Set tasks:
(a) Decide whether each statement below agrees with the post on powers of 3 modulo 7. For each, answer yes or no and quote the words of the post that settle it.
(i) The post gives 4 as the value of 3 to the fourth power modulo 7.
(ii) The writer assumes the unknown power is at most 6.
(iii) The writer last took an Abstract Algebra course about ten years ago.
(b) In the post on powers of 3 modulo 7, retype everything from "In case I'm" down to "about this today.".

Excerpt:
┄┄┄┄┄┄┄┄┄┄
Given the group $\mathbb Z_7$ and the generator $3$, we know the values generated are
$a^0=3^0\pmod{7}=1$
$a^1=3^1\pmod{7}=3$
$a^2=3^2\pmod{7}=2$
$a^3=3^3\pmod{7}=6$
$a^4=3^4\pmod{7}=4$
$a^5=3^5\pmod{7}=5$
$a^6=3^6\pmod{7}=1$
$...$ cycle continues $...$
My question is this: Given the resulting value, the generator used, and the group, is there a way to determine the power if we assume its value is $<=5$ aside from iterating over all possible values?
In case I'm not explaining myself well, using the same generator and group from the example above, how do we find the value for $n$ in the following:
$a^n=3^n\pmod{7}=6$
My apologies if this question is stupid. It's been about 5 years since I took an Abstract Algebra course and I was thinking about this today.
┄┄┄┄┄┄┄┄┄┄
Data excerpt:
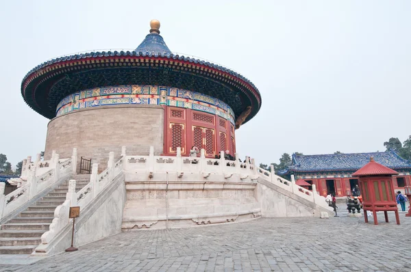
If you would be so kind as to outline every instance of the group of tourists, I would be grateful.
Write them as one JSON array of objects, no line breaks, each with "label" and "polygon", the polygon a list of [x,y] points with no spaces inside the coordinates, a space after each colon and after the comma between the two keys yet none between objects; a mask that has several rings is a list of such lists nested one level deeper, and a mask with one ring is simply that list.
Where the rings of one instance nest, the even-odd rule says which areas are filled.
[{"label": "group of tourists", "polygon": [[401,210],[405,212],[406,202],[408,201],[407,197],[401,193],[401,191],[399,191],[395,193],[395,200],[397,200],[397,204],[401,205]]},{"label": "group of tourists", "polygon": [[[221,151],[223,151],[223,150],[221,150]],[[191,150],[190,150],[190,157],[192,157],[192,158],[197,158],[198,157],[198,154],[199,153],[199,152],[200,151],[199,150],[199,148],[197,146],[192,146],[191,148]],[[219,152],[215,156],[215,158],[216,159],[221,159],[221,152]],[[225,152],[224,152],[224,159],[227,161],[236,161],[236,157],[232,156],[231,154],[229,154],[229,150],[225,150]],[[240,163],[247,163],[247,159],[248,159],[248,163],[251,164],[251,159],[249,157],[246,157],[245,159],[244,159],[244,161],[241,161],[241,160],[240,159],[238,159],[238,161]],[[193,163],[197,163],[197,160],[194,160]],[[229,165],[229,163],[227,163],[227,165]],[[240,167],[242,167],[242,165],[241,165]],[[244,167],[245,167],[245,165],[244,166]]]}]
┄┄┄┄┄┄┄┄┄┄
Replies:
(a)
(i) Yes: "$a^4=3^4\pmod{7}=4$"
(ii) No: "if we assume its value is $<=5$"
(iii) No: "It's been about 5 years since I took an Abstract Algebra course"

(b)
In case I'm not explaining myself well, using the same generator and group from the example above, how do we find the value for $n$ in the following:
$a^n=3^n\pmod{7}=6$
My apologies if this question is stupid. It's been about 5 years since I took an Abstract Algebra course and I was thinking about this today.